WRITTEN REQUEST A:
In the Ethiopia travel page, rewrite the paragraph beginning "Route through ETHIOPIA" as one shorter sentence that keeps its distances.

# start of DOCUMENT SEGMENT

To proceed to Ethiopia Photos Page 2 or Ethiopia Journal.

Route through ETHIOPIA. Covered approx. 3500km on the motorcycles of which 1200km not paved.

Nov. 20, 2007. We entered Ethiopia from Sudan late evening and set up camp in front of the Custom Building.

Nov. 21, 2007. From the Custom Office it is another 160km of dirt road ...

... through some beautiful landscape to Gondar.

We had not seen greenery and mountains since northern Tunisia.

Stopping for a picture from the mountain pass.

Pretty dirty we arrive in Gondar and stay at the Balagez Pension.

Nov. 22, 2007. GONDAR has a few historical sites, which can be seen easily in a day.

We start of with a visit to the ROYAL ENCLOSURE,...

...located a 5 minute walk from our hotel.

# end of DOCUMENT SEGMENT
# start of MATERIAL

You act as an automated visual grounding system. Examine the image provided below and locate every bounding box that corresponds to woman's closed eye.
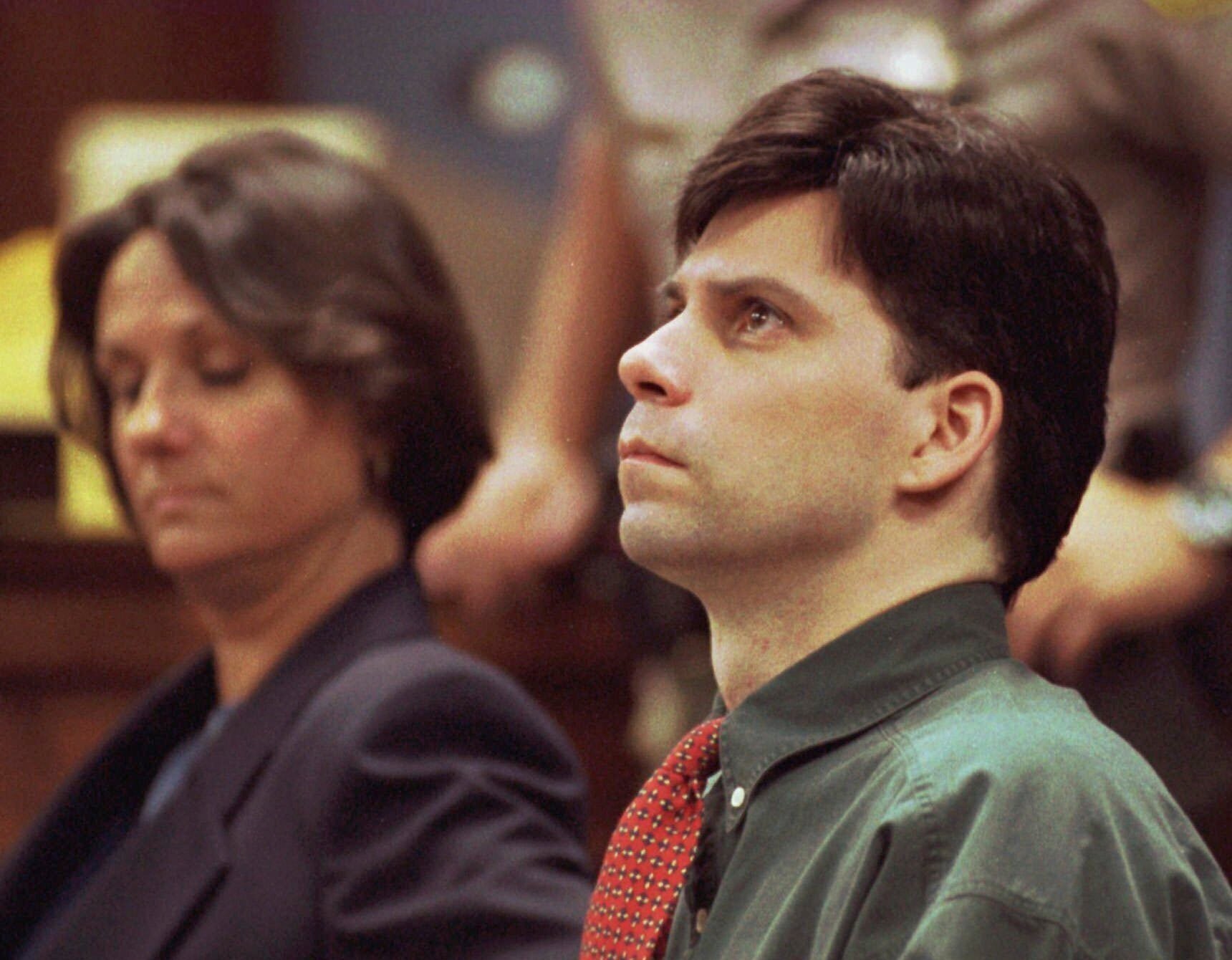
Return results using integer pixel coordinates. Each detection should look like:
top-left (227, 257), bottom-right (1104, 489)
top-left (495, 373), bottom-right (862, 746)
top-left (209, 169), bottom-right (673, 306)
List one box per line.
top-left (197, 360), bottom-right (253, 387)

# end of MATERIAL

WRITTEN REQUEST B:
Render every line of the records above as a Markdown table with the columns Row and Line, skipping blank lines and omitting the picture.

TASK ANSWER A:
The motorcycle route through Ethiopia covered about 3500 km, 1200 km of it unpaved.

TASK ANSWER B:
| Row | Line |
|---|---|
| 1 | You act as an automated visual grounding system. Examine the image provided below and locate every bounding box that corresponds to woman's closed eye. |
| 2 | Return results using integer pixel coordinates. Each detection should look like: |
| 3 | top-left (227, 257), bottom-right (1104, 489) |
| 4 | top-left (495, 373), bottom-right (862, 746) |
| 5 | top-left (209, 169), bottom-right (673, 306) |
| 6 | List one box per line. |
| 7 | top-left (197, 360), bottom-right (253, 387) |